> [Source data]
** START **

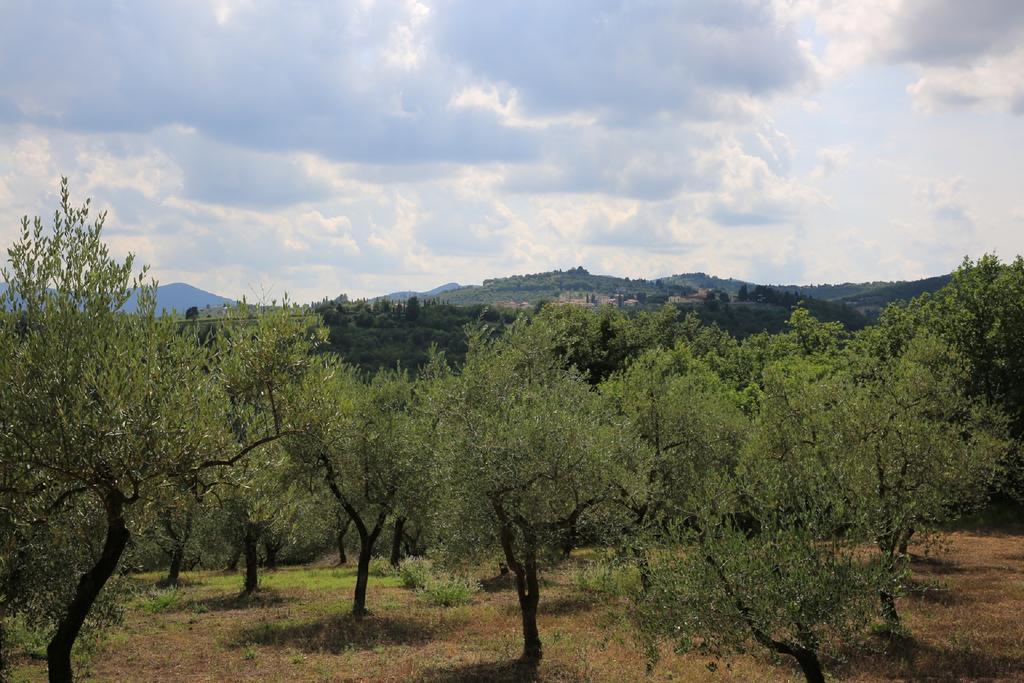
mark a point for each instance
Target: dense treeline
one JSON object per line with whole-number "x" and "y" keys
{"x": 763, "y": 489}
{"x": 386, "y": 334}
{"x": 382, "y": 334}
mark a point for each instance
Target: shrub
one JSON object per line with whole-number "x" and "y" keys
{"x": 161, "y": 601}
{"x": 607, "y": 579}
{"x": 449, "y": 591}
{"x": 380, "y": 566}
{"x": 416, "y": 572}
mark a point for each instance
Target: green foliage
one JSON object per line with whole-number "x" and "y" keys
{"x": 384, "y": 334}
{"x": 604, "y": 578}
{"x": 416, "y": 571}
{"x": 161, "y": 601}
{"x": 449, "y": 591}
{"x": 381, "y": 566}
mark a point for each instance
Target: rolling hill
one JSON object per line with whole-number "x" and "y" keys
{"x": 180, "y": 297}
{"x": 551, "y": 285}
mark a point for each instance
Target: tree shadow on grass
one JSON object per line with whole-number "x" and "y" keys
{"x": 938, "y": 565}
{"x": 340, "y": 633}
{"x": 908, "y": 658}
{"x": 932, "y": 593}
{"x": 566, "y": 604}
{"x": 258, "y": 600}
{"x": 514, "y": 671}
{"x": 499, "y": 584}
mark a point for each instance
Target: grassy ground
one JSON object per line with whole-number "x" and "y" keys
{"x": 966, "y": 619}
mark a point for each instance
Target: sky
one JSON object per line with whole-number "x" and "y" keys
{"x": 262, "y": 147}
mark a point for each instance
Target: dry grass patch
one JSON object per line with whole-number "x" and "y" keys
{"x": 964, "y": 615}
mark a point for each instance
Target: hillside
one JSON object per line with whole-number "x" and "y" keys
{"x": 552, "y": 285}
{"x": 176, "y": 296}
{"x": 429, "y": 294}
{"x": 547, "y": 286}
{"x": 180, "y": 297}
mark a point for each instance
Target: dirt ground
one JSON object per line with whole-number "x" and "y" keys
{"x": 965, "y": 616}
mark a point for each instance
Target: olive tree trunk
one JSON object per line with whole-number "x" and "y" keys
{"x": 368, "y": 539}
{"x": 174, "y": 570}
{"x": 399, "y": 525}
{"x": 526, "y": 586}
{"x": 89, "y": 585}
{"x": 232, "y": 561}
{"x": 271, "y": 548}
{"x": 252, "y": 559}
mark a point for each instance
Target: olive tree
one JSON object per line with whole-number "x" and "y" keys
{"x": 526, "y": 454}
{"x": 358, "y": 439}
{"x": 101, "y": 408}
{"x": 690, "y": 421}
{"x": 920, "y": 452}
{"x": 771, "y": 551}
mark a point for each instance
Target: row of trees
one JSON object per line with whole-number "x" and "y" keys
{"x": 764, "y": 491}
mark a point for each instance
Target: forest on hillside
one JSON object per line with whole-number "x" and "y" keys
{"x": 728, "y": 495}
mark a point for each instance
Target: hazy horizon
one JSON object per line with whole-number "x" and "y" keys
{"x": 373, "y": 146}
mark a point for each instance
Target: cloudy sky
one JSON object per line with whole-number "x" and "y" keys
{"x": 255, "y": 146}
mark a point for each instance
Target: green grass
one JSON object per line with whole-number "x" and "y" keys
{"x": 161, "y": 601}
{"x": 328, "y": 579}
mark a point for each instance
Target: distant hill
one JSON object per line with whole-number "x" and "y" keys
{"x": 176, "y": 296}
{"x": 430, "y": 294}
{"x": 542, "y": 286}
{"x": 551, "y": 285}
{"x": 180, "y": 297}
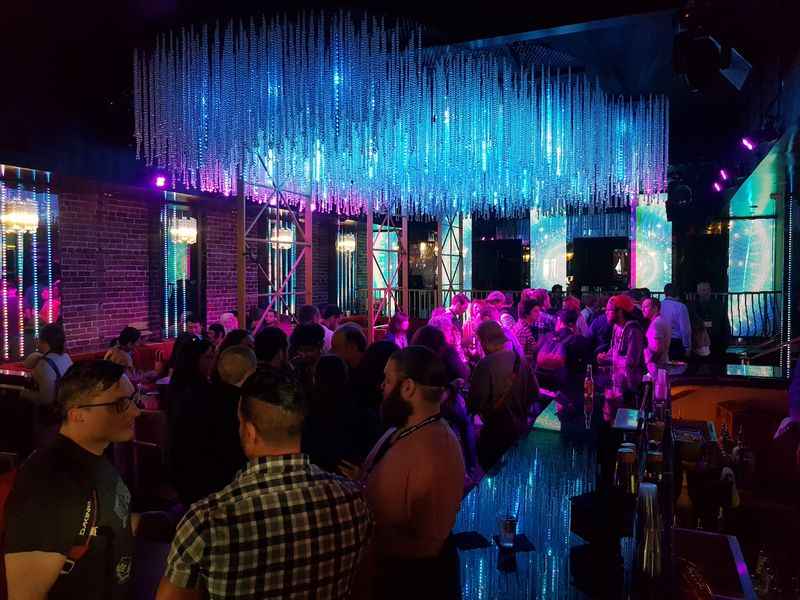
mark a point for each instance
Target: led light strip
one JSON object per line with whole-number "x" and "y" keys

** END **

> [Problem]
Write every entry out again exactly, dropping the pictures.

> [Task answer]
mark a point for each instance
Target: dense treeline
one JSON object per line with whole-number "x" and "y" keys
{"x": 763, "y": 489}
{"x": 386, "y": 334}
{"x": 382, "y": 334}
mark a point for each instance
Target: shrub
one JSON object per line with whole-number "x" and "y" keys
{"x": 161, "y": 601}
{"x": 607, "y": 579}
{"x": 449, "y": 591}
{"x": 380, "y": 566}
{"x": 416, "y": 572}
mark a point for each instance
Target: green foliage
one JSON object per line with whole-number "x" and "y" keys
{"x": 384, "y": 334}
{"x": 604, "y": 578}
{"x": 416, "y": 571}
{"x": 161, "y": 601}
{"x": 449, "y": 591}
{"x": 381, "y": 566}
mark a point for each instance
Target: rolling hill
one JSON object per line with whole-number "x" and "y" keys
{"x": 180, "y": 297}
{"x": 551, "y": 285}
mark a point for each instance
Target: tree shadow on grass
one JSON object per line with whole-number "x" and "y" keys
{"x": 938, "y": 565}
{"x": 340, "y": 633}
{"x": 908, "y": 658}
{"x": 932, "y": 593}
{"x": 566, "y": 604}
{"x": 258, "y": 600}
{"x": 514, "y": 671}
{"x": 499, "y": 584}
mark a point for each instance
Target: grassy ground
one JSON object per line with whole-number "x" and "y" keys
{"x": 966, "y": 619}
mark a point for each instance
Target: sky
one JSON object per line with whole-number "x" and "y" keys
{"x": 262, "y": 147}
mark a point for each instance
Target: dry grass patch
one JSON object per line with whole-number "x" and "y" keys
{"x": 964, "y": 615}
mark a point for each instance
Target: hillside
one JSON object per line with whole-number "x" and "y" keys
{"x": 552, "y": 285}
{"x": 176, "y": 296}
{"x": 429, "y": 294}
{"x": 547, "y": 286}
{"x": 180, "y": 297}
mark a point for each instance
Target: dirt ground
one JSON object per line with whole-number "x" and "y" keys
{"x": 965, "y": 616}
mark a point for each instance
Target: olive tree trunk
one JSON object per line with whole-number "x" and "y" keys
{"x": 368, "y": 539}
{"x": 174, "y": 570}
{"x": 399, "y": 525}
{"x": 526, "y": 586}
{"x": 89, "y": 585}
{"x": 232, "y": 561}
{"x": 271, "y": 548}
{"x": 252, "y": 559}
mark a point for each instance
Target: olive tree
one JSON object per line with whole-number "x" and "y" keys
{"x": 526, "y": 454}
{"x": 358, "y": 439}
{"x": 101, "y": 408}
{"x": 690, "y": 421}
{"x": 920, "y": 452}
{"x": 771, "y": 551}
mark a point for each instance
Target: row of trees
one JSON object per line with whole-number "x" and "y" keys
{"x": 764, "y": 491}
mark a point for each instance
Target: forest on hillside
one JSON object per line with whole-number "x" and "y" keys
{"x": 728, "y": 495}
mark a point for each instance
Target: hazy horizon
one JSON object per line with whole-number "x" and "y" keys
{"x": 373, "y": 146}
mark a point for each instance
Target: cloudy sky
one JSON object per line with whole-number "x" and "y" keys
{"x": 255, "y": 146}
mark a point for each instance
Target: green grass
one JSON object per line with whole-number "x" and "y" keys
{"x": 161, "y": 601}
{"x": 328, "y": 579}
mark a point for each instance
Target: distant hill
one JSON object per line with whole-number "x" and "y" keys
{"x": 176, "y": 296}
{"x": 430, "y": 294}
{"x": 542, "y": 286}
{"x": 551, "y": 285}
{"x": 180, "y": 297}
mark a point for each instance
Target: led light strip
one JSON object per line with whole-number "x" and "y" keys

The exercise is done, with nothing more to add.